____ The data

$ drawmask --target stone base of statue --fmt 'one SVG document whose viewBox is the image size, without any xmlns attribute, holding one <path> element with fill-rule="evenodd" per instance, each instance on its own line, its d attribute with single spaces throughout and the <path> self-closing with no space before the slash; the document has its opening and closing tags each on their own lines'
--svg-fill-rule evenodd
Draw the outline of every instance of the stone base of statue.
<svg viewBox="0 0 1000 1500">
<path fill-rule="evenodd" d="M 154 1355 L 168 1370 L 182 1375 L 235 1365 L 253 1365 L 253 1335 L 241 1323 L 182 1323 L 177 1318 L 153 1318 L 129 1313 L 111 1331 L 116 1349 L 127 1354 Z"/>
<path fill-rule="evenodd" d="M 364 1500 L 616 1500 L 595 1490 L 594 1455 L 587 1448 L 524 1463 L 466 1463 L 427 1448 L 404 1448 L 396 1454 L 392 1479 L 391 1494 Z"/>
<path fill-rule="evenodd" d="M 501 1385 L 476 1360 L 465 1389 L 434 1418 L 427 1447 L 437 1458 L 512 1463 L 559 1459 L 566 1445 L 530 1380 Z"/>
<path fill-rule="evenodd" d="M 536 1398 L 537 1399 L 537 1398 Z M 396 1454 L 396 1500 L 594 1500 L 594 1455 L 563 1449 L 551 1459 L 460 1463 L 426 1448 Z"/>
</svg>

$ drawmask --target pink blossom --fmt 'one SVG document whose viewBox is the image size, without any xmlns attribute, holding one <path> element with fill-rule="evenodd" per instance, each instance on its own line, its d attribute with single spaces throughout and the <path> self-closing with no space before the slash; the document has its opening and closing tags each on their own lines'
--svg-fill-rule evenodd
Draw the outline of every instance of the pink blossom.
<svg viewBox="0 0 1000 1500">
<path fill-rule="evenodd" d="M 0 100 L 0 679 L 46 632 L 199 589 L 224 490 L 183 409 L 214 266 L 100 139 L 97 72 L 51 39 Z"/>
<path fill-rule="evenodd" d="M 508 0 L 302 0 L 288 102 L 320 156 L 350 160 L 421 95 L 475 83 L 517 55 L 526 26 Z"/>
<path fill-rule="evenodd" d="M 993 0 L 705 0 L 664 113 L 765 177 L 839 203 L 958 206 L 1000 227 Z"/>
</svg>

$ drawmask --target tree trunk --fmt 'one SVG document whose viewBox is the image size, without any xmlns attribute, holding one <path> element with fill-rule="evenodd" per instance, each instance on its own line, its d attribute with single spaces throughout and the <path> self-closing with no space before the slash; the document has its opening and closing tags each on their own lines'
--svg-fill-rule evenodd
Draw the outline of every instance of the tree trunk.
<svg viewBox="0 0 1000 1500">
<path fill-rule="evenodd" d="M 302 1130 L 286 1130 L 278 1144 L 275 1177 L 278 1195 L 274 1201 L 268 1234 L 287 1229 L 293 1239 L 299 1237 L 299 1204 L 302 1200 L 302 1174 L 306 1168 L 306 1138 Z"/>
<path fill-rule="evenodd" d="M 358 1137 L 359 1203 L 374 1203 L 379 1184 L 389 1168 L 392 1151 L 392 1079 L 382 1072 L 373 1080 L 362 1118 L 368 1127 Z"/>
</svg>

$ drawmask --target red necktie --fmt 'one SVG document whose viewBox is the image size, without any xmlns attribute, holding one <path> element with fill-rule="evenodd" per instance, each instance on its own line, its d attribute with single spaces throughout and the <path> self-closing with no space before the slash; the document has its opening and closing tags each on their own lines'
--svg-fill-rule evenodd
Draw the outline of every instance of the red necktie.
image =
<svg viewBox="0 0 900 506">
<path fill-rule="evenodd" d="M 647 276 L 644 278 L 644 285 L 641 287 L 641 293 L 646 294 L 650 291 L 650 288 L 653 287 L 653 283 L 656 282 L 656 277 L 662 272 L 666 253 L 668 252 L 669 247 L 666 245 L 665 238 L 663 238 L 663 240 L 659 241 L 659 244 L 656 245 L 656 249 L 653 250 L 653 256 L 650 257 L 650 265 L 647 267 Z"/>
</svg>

________

→ Directions for this task: Reproduce the records above with every character intact.

→ Solution for this task:
$ drawmask --target stone base of statue --fmt 'one SVG document whose viewBox is the image size, without any xmlns attribute, holding one <path> element with fill-rule="evenodd" per instance, each instance on its own line, its d attribute with single spaces throughout and the <path> self-closing with no space before the slash; the document has its opening and closing tags each on their own lines'
--svg-fill-rule evenodd
Draw the outline of every instance of the stone base of statue.
<svg viewBox="0 0 1000 1500">
<path fill-rule="evenodd" d="M 154 1355 L 168 1370 L 182 1375 L 235 1365 L 253 1365 L 253 1335 L 241 1323 L 182 1323 L 177 1318 L 153 1318 L 129 1313 L 111 1331 L 116 1349 L 127 1354 Z"/>
<path fill-rule="evenodd" d="M 364 1500 L 616 1500 L 595 1490 L 594 1455 L 587 1448 L 524 1463 L 466 1463 L 427 1448 L 404 1448 L 396 1454 L 392 1479 L 391 1494 Z"/>
<path fill-rule="evenodd" d="M 501 1385 L 476 1360 L 465 1389 L 434 1418 L 427 1447 L 437 1458 L 512 1463 L 559 1459 L 566 1445 L 530 1380 Z"/>
<path fill-rule="evenodd" d="M 536 1398 L 537 1399 L 537 1398 Z M 396 1454 L 396 1500 L 594 1500 L 594 1455 L 563 1449 L 551 1459 L 460 1463 L 426 1448 Z"/>
</svg>

$ drawmask --target pink blossom --fmt 'one SVG document whose viewBox is the image size, without any xmlns attribute, holding one <path> element with fill-rule="evenodd" per instance, each instance on its own line, its d attribute with single spaces throughout and the <path> self-closing with no space before the slash; the document has its opening and closing tags each on their own lines'
--svg-fill-rule evenodd
Draw the outline of every instance of the pink blossom.
<svg viewBox="0 0 1000 1500">
<path fill-rule="evenodd" d="M 0 100 L 0 679 L 46 632 L 199 589 L 224 490 L 183 409 L 214 266 L 100 139 L 97 72 L 51 39 Z"/>
<path fill-rule="evenodd" d="M 508 0 L 302 0 L 288 102 L 320 156 L 350 160 L 421 95 L 475 83 L 517 55 L 526 26 Z"/>
<path fill-rule="evenodd" d="M 993 0 L 705 0 L 664 113 L 765 177 L 839 203 L 958 206 L 1000 227 Z"/>
</svg>

$ drawmask --target tree trunk --fmt 'one SVG document whose viewBox is the image size, without any xmlns attribute, holding one <path> element with fill-rule="evenodd" per instance, each instance on its own line, its d attribute with single spaces throughout and the <path> self-closing with no space before the slash; the document has its opening and closing tags each on their own lines'
--svg-fill-rule evenodd
Draw the outline of every instance of the tree trunk.
<svg viewBox="0 0 1000 1500">
<path fill-rule="evenodd" d="M 302 1130 L 286 1130 L 278 1144 L 275 1177 L 278 1195 L 274 1201 L 268 1234 L 287 1229 L 293 1239 L 299 1237 L 299 1204 L 302 1200 L 302 1174 L 306 1168 L 306 1138 Z"/>
<path fill-rule="evenodd" d="M 358 1137 L 359 1203 L 374 1203 L 379 1184 L 389 1168 L 392 1151 L 392 1079 L 382 1072 L 373 1080 L 362 1118 L 368 1127 Z"/>
</svg>

$ drawmask --target red necktie --fmt 'one SVG document whose viewBox is the image size, without any xmlns attribute, holding one <path> element with fill-rule="evenodd" per instance, each instance on its own line, its d attribute with single spaces throughout and the <path> self-closing with no space before the slash; the document has its opening and closing tags each on their own lines'
--svg-fill-rule evenodd
Draw the outline of every instance of the red necktie.
image =
<svg viewBox="0 0 900 506">
<path fill-rule="evenodd" d="M 647 276 L 644 278 L 644 285 L 641 287 L 641 293 L 646 294 L 650 291 L 650 288 L 653 287 L 653 283 L 656 282 L 656 277 L 662 272 L 666 253 L 668 252 L 669 247 L 666 245 L 665 238 L 663 238 L 663 240 L 659 241 L 659 244 L 656 245 L 656 249 L 653 250 L 653 256 L 650 257 L 650 265 L 647 267 Z"/>
</svg>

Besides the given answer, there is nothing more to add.